Extract provided
There are plenty of commercial lightning boxes that operate this way.
This page describes a cheap and simple high-power color organ.
From reading other portions of this web site, you can easily form the impression that I get a kick out of lightning storm simulation, which is often implemented with color organs and/or strobes.
And you wouldn't be wrong about that.
But products go through a commercial life cycle, and the color organs that were so popular in the 1970's became scarce in the 1980's. The strongly motivated haunter could always dig up the schematics and build a color organ on his own, but the designs tended to be complex.
I wanted to come up with a color organ designed especially for lightning use:
I still haven't slapped this thing together, but perhaps one of my readers with a technological frame of mind, and the burning need for a cheap lightning box would like to give it a shot.
Design
They key to the cheap and easy color organ is the use of
solid state relays.
I must also admit to being inspired by the
Velleman MK110
single-channel color organ kit.
I looked at that puppy and said, "that's nothing more than a SSR, built from scratch!"
The problem with optocoupler-based color organs is that they relatively insensitive - you need to really crank up the sound to get the lights to flash. The reason for this is pretty simple: when driving something from the speaker-level signals, the voltage that we see depends on the sound volume.
| signal type | voltage | current |
| .1W into 8-ohm speakers | .894V | .112A |
| 1W into 8-ohm speakers | 2.83V | .354A |
| 10W into 8-ohm speakers | 8.94V | 1.12A |
| 100W into 8-ohm speakers | 28.3V | 3.54A |
We'll have the same problem with commercial SSRs. I think that a transformer will help by boosting the incoming signal.

Given problem 1
In the color organ text, what does the writer name as the key to a cheap and easy color organ?
Given problem 2
Please write the next part of the color organ text, picking up after its final sentence.

Raw records
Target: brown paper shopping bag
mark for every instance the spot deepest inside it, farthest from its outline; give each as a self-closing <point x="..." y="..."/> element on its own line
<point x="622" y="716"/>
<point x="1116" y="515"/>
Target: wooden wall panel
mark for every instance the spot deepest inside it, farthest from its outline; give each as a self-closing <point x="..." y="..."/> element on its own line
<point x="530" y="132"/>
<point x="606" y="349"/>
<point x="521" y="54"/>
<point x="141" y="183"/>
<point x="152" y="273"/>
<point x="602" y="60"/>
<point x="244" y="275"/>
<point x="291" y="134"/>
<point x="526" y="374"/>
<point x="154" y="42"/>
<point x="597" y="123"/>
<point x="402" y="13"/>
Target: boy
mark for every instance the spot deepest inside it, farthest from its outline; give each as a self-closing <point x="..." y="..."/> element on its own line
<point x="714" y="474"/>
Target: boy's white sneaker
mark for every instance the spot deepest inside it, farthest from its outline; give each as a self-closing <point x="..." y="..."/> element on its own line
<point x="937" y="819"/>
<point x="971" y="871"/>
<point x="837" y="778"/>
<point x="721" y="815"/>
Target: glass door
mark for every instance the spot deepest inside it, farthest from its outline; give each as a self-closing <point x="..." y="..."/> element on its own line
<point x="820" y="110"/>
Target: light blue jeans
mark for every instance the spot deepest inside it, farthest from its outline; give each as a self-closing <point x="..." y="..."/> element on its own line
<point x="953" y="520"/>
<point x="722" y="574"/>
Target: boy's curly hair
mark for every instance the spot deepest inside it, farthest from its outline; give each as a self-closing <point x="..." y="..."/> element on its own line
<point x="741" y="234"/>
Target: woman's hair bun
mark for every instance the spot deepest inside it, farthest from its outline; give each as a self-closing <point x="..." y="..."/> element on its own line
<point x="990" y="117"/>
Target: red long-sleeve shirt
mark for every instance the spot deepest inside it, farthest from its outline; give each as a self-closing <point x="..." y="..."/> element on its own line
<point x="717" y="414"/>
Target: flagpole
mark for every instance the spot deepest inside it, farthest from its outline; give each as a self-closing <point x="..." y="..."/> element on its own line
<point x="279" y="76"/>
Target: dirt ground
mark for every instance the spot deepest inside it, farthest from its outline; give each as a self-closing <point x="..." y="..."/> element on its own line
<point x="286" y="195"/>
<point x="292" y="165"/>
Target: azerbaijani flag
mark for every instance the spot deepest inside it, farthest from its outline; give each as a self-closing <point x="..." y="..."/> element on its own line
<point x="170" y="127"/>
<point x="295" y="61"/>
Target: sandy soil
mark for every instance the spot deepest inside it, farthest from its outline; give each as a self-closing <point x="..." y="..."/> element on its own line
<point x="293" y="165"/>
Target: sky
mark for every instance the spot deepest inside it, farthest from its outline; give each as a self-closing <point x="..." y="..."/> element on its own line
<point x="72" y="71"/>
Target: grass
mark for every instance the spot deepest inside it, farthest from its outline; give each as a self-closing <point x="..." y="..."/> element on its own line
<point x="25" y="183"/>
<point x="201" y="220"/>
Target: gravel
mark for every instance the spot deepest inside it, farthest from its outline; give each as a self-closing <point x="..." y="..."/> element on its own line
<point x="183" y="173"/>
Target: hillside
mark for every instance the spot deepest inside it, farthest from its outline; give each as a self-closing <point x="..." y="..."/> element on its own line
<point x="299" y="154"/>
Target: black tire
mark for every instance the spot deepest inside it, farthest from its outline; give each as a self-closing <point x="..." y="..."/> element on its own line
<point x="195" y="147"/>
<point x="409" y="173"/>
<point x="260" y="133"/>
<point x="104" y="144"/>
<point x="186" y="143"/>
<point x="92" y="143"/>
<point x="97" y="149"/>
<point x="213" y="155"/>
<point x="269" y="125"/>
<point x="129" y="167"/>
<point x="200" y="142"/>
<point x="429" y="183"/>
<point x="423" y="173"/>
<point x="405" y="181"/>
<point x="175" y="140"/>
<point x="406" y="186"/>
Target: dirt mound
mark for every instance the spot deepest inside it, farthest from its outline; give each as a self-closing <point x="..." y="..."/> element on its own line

Written reply 1
The use of solid state relays.

Written reply 2
Untested!
Components in blue are optional, but highly recommended.
The transformer output is AC and the SSR input is DC.
Half the time, the LED will be reverse-biased.
The optional LED, in addition to serving as a pilot light,
gets rid of the reverse bias on the LED inside the SSR.
| quantity | component | estimated cost per unit |
| 1 | 1k:8ohm transformer | |
| 1 | audio input jack or binding posts | $.50 |
| 1 | 110 VAC line cord | $1 |
| 1 | 10A fuse | |
| 1 | fuse holder | |
| 1 | 110 VAC power outlet | |
| 1 | 10A solid state relay | $5, surplus |
| 1 | 100k potentiometer |
Here's a two-channel version:
Untested!
Components in blue are optional, and not recommended.
Since the two SSRs are connected to opposite phases of the transformer output,
they protect each other from reverse bias.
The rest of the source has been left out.